Selected extract:
· · ·

To answer the question, Christian couples need more than a few select Bible verses.
"One and Done," Lauren Sandler's Time cover story this week, offers a series of reasons why many parents in the West are choosing to have only one child. First, the economic strain: "The U.S. Department of Agriculture reports that the average child in the U.S. costs his or her parents about $286,050 -- before college," reports Sandler. There's also the happiness and freedom that apparently come to parents with only one child. Sandler says the vast majority of married couples understand marriage as primarily about happiness and fulfillment, rather than an institution designed to facilitate the "bearing and raising of children." And if marriage is about personal happiness, as one sociologist writes, "You should say that you'll stop at one child to maximize your subjective well-being." And, on a related note, "Parents who intend to have only one say they can manage the drudgery with an eye on the light at the end of the tunnel."
Sandler also addresses some of the reasons parents traditionally have chosen to have two or more children. There's the concern that only children will grow up to be selfish and spoiled. But current research suggests that even if only children are "highly indulged and highly protected," they also tend to "score higher in measures of intelligence and achievement" than children from larger families. There's also the concern that only children face an untenable burden in caring for aging parents, and will be lonely.

· · ·

Raw data:

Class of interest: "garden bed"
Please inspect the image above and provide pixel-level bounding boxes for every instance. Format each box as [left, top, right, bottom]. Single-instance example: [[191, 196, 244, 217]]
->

· · ·

Aim of the exercise:
Continue the article about parents choosing to have only one child, starting after its last sentence.

Answer:
As the mother of two children with a third on the way, I found myself bristling at Sandler's reporting. Her data about academic achievement seem insignificant. I want to value our children not for what they can produce but for who they are becoming. Furthermore, the data suggest that only children's achievements are the same as first-born children and people who have only one sibling -- which is to say, the majority of children in the U.S. And the concerns about aging parents and loneliness outweigh, in my mind, the economic and social freedom parents experience with only one child.
But it doesn't really matter what I think. For Christians who are considering starting a family, what matters is what God thinks. And, on this and many other related matters, it isn't always easy to figure God's perspective out. Sandler herself writes, "As much as family size is a deeply personal issue, for many people it is also a spiritual one." God's word on families comes early on in the Scriptures: "Be fruitful and increase in number" (Gen. 1:28). The biblical writers generally assume that children are a gift from God desired, in large numbers, by every married couple.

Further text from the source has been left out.